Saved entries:
┌──

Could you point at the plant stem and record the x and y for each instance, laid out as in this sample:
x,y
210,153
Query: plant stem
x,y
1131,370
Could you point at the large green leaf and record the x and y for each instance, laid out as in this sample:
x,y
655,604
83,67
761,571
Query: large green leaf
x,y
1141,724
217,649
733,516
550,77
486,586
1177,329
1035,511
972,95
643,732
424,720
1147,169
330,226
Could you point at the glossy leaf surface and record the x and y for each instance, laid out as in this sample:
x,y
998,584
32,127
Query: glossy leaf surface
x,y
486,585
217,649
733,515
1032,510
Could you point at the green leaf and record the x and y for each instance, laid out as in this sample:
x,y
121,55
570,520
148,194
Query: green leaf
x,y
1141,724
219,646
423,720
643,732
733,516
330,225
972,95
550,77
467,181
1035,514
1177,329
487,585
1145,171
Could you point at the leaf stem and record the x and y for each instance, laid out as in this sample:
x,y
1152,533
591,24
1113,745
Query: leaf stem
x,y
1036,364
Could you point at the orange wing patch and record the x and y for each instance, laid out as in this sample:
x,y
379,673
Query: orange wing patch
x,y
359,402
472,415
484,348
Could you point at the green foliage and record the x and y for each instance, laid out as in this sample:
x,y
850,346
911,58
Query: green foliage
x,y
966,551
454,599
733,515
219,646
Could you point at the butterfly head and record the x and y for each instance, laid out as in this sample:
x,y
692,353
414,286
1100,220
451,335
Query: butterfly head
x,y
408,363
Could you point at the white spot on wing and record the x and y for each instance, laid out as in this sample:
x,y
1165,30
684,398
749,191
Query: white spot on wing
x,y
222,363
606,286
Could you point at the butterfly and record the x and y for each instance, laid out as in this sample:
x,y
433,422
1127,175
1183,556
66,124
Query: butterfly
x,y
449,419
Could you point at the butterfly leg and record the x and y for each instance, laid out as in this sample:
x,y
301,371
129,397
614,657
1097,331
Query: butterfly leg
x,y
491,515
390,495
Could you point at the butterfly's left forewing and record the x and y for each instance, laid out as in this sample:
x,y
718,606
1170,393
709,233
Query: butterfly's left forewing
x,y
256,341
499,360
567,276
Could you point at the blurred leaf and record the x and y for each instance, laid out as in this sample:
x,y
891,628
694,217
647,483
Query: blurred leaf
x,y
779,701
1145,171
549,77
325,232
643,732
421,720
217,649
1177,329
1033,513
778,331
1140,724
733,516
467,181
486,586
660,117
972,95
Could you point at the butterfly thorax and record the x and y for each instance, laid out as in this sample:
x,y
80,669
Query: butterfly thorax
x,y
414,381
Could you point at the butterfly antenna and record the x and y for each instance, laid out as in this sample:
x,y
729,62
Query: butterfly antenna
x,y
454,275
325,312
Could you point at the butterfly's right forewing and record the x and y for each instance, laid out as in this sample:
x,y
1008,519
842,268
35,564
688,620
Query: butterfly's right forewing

└──

Every entry above needs to be copied exactly.

Could you point at the plant stem and record the x and y for each instance, laid out as in this sample:
x,y
210,153
Query: plant stem
x,y
1131,370
Could you point at the large green leaf and record the x and y for each instance, laid out as in this sample:
x,y
655,604
83,67
761,571
Query: large green leaf
x,y
1141,724
217,649
733,516
550,77
486,586
1177,329
1035,511
972,95
643,732
424,720
1147,169
330,226
Could you point at the glossy leaf surface and record the x and y for each instance, laid out as in this sample:
x,y
998,584
32,127
Query: glossy leaf surface
x,y
486,585
217,649
733,515
1032,510
Could you point at the green leaf and record the x and y for each instance, laid out as in this sample:
x,y
121,55
570,520
148,194
Query: green leaf
x,y
1141,724
219,646
423,720
643,732
733,516
330,225
972,95
550,77
467,181
1035,514
1177,329
487,585
1145,171
Could you point at the leaf stem and record the x and y for each instance, laid out as in this sample:
x,y
1152,533
591,24
1113,745
Query: leaf stem
x,y
1036,364
Could you point at the orange wing patch and record the x and y for each instance, laid out as in this sample:
x,y
379,673
Query: orange wing patch
x,y
359,402
472,415
484,348
Could you point at the green foliage and record the x and y for each instance, laid out as in this sample:
x,y
850,346
911,58
Query: green foliage
x,y
966,551
454,599
733,515
219,646
Could you point at the butterfly head and record the x and y for each instance, laid out as in this sample:
x,y
692,353
414,286
1100,220
451,335
Query: butterfly head
x,y
408,363
Could you point at the white spot on wing and record the x and y for each instance, laid out as in this sample:
x,y
1165,30
684,398
749,191
Query: white spot on wing
x,y
222,363
606,286
Could you point at the butterfly and record the x and y for each instance, laid out as in this sample:
x,y
433,422
1127,175
1183,556
66,124
Query: butterfly
x,y
449,419
Could you point at the butterfly leg and record the x and y for each instance, laid out as in this sample:
x,y
301,371
129,397
614,657
1097,331
Query: butterfly leg
x,y
491,515
390,495
Could you point at the butterfly's left forewing and record the x and y for each instance, laid out as in this sample:
x,y
718,606
1170,393
709,233
Query: butterfly's left forewing
x,y
256,341
499,360
567,276
Could you point at the blurred leaf and record the x and y for each instance, laid out as in this sample:
x,y
891,628
694,217
647,483
Query: blurred leaf
x,y
779,701
1145,171
549,77
325,232
643,732
421,720
217,649
1177,329
1033,513
778,331
1140,724
733,516
467,181
486,586
660,117
972,95
Could you point at the butterfly thorax and record the x and y for each instance, laid out as in this sample:
x,y
80,669
Query: butterfly thorax
x,y
414,381
Could you point at the butterfly antenna and record the x and y for each instance, laid out as in this sample:
x,y
729,62
Query: butterfly antenna
x,y
454,275
325,312
Could you point at the butterfly's right forewing and record the x and y for each instance, laid out as in this sample:
x,y
1008,519
842,268
35,564
688,620
Query: butterfly's right forewing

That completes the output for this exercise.